The task: In your copy, leave out the pictures and repeat the entries below exactly.

start Available records

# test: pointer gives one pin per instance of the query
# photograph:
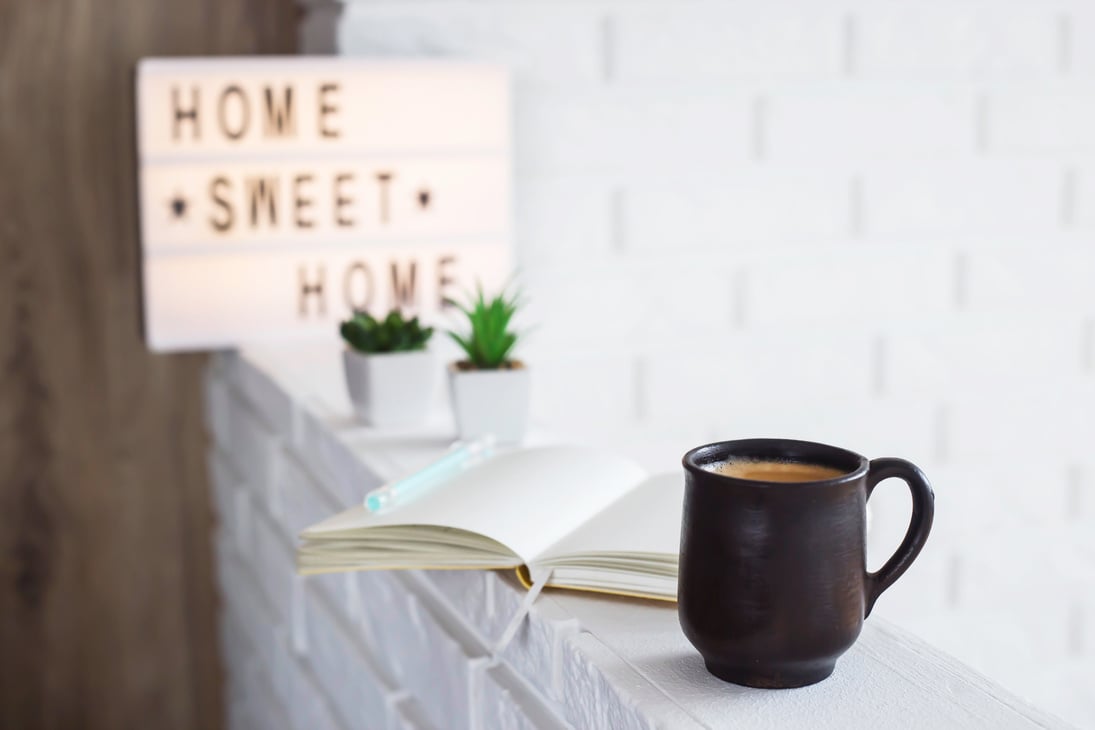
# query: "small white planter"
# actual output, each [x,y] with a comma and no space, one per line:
[491,402]
[390,389]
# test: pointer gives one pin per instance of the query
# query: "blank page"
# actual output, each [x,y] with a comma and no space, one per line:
[646,520]
[526,499]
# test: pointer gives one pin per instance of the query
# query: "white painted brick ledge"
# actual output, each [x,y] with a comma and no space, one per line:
[413,649]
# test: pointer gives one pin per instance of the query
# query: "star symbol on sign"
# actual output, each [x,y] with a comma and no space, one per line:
[177,206]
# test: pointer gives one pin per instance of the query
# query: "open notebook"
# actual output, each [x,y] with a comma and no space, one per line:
[595,520]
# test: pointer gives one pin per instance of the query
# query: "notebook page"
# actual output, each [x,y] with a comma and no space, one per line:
[525,499]
[645,520]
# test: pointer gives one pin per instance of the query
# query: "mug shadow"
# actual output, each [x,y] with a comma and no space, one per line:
[688,670]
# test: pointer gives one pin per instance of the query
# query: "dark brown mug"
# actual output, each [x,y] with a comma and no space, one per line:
[773,582]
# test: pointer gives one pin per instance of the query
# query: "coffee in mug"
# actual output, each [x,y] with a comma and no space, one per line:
[773,583]
[772,471]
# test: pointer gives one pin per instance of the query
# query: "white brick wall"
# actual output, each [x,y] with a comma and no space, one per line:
[865,222]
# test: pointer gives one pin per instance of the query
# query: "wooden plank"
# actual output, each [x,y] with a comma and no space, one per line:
[107,604]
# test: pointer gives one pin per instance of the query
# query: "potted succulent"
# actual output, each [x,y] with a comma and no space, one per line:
[389,372]
[490,389]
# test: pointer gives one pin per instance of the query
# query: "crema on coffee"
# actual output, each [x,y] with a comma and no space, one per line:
[774,471]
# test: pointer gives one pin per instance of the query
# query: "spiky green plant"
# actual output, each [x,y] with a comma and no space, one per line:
[393,334]
[491,340]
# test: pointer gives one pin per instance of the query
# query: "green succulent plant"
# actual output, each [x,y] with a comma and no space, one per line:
[491,340]
[393,334]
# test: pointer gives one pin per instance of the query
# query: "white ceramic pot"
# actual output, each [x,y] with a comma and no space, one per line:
[491,402]
[390,389]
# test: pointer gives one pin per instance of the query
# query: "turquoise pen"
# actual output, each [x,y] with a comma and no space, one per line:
[460,456]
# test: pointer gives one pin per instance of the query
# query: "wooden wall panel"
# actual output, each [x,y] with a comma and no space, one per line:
[107,605]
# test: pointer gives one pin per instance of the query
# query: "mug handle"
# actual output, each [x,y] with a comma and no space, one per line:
[923,511]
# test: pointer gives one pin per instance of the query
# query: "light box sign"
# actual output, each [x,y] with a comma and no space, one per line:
[278,195]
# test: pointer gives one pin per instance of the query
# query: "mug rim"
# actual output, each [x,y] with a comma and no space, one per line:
[691,464]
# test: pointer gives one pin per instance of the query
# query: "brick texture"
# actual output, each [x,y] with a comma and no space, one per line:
[861,222]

end Available records

Solution for this task:
# test: pointer gives one pin per instance of the query
# photograph:
# query: "small white planter"
# actual output, each [x,y] with a comma and no space, one per line:
[491,402]
[390,389]
# test: pointer gives one pin per instance of the query
# query: "blank page"
# actual output, each [x,y] with a comma and no space, one per line:
[646,520]
[526,499]
# test: pointer gives one pin per instance of the query
# query: "white painted brick ledge"
# actual output, each [x,y] with a comma and no space, one per line:
[413,649]
# test: pointer gives one pin per instance of the query
# query: "star symbol on sign"
# actual output, each [x,y] with a comma and no space, one per line:
[177,206]
# test: pointer gives one pin per instance of the query
# query: "open notebook"
# actual output, each [x,y] with a comma and no space, one per line:
[595,520]
# test: pointer gives one pin per instance of the query
# query: "notebook page"
# actual output, each [x,y] with a comma and no space, one per line:
[525,499]
[645,520]
# test: pointer gives one pin per instance of the query
# query: "mug shadow"
# actual output, each [x,y] with a comma and no space, one per line:
[688,670]
# test: pointer gives one pin per instance of the query
# query: "dark brown mug"
# actual output, each [x,y] with a comma and no space, one per line:
[773,582]
# test: pointer gives one pin per instance of the query
# query: "coffee in mug"
# actual output, each [x,y] with a comma and no space, one per line:
[773,583]
[772,471]
# test: pointer gives one pin per instance of the query
# query: "white brick wall"
# actual output, each [x,y] with a comma and no space, one per line:
[865,222]
# test: pointer gives one pin per instance of the query
# query: "wooden plank"
# actual output, each [x,y] with a comma and no space, one per line:
[107,604]
# test: pointer gives one pin per instance of the query
# query: "potted succulent"
# actual output, each [x,y] with a comma and no space, one per line:
[389,372]
[490,389]
# test: pointer gives one pin per instance of the query
# query: "crema on coffee"
# actual output, each [x,y] with a comma and no space, one per line:
[774,471]
# test: pointer gives one pin per instance of the query
# query: "spiky green plant"
# actual output, each [x,y] with a comma and no space, one per line:
[393,334]
[491,340]
# test: pointer gives one pin per instance of the query
# query: "green succulent plant"
# actual output, each [x,y] with a comma and no space, one per line:
[491,340]
[393,334]
# test: pointer gives one pin per instance of the query
# query: "white ceramic pot"
# actual output, each [x,y] with a comma and no space, one per line:
[491,402]
[390,389]
# test: pointer gives one pin per instance of the query
# query: "turquoise pen"
# actual output, each [x,y] with a comma and no space, one per line:
[460,456]
# test: pointer gives one pin per instance of the query
# query: "wooden wall panel"
# actual output, each [x,y] with a comma and no space, one per line:
[107,605]
# test: pointer gives one pin per instance of the query
# query: "mug handle"
# actual output, each [x,y] with a comma and no space, one per line:
[923,511]
# test: pointer gives one pin per instance of the query
# query: "light box sign"
# actual output, each [x,y] with a comma and no space, one per line:
[278,195]
# test: pointer gives one pin per instance of the query
# query: "mug rim"
# actual output, each [x,y] with a comma and no space, one per line:
[691,464]
# test: pointer gives one pin per instance of the query
# query: "brick texture"
# actual output, each [x,y] with a comma and no space, one per line:
[861,222]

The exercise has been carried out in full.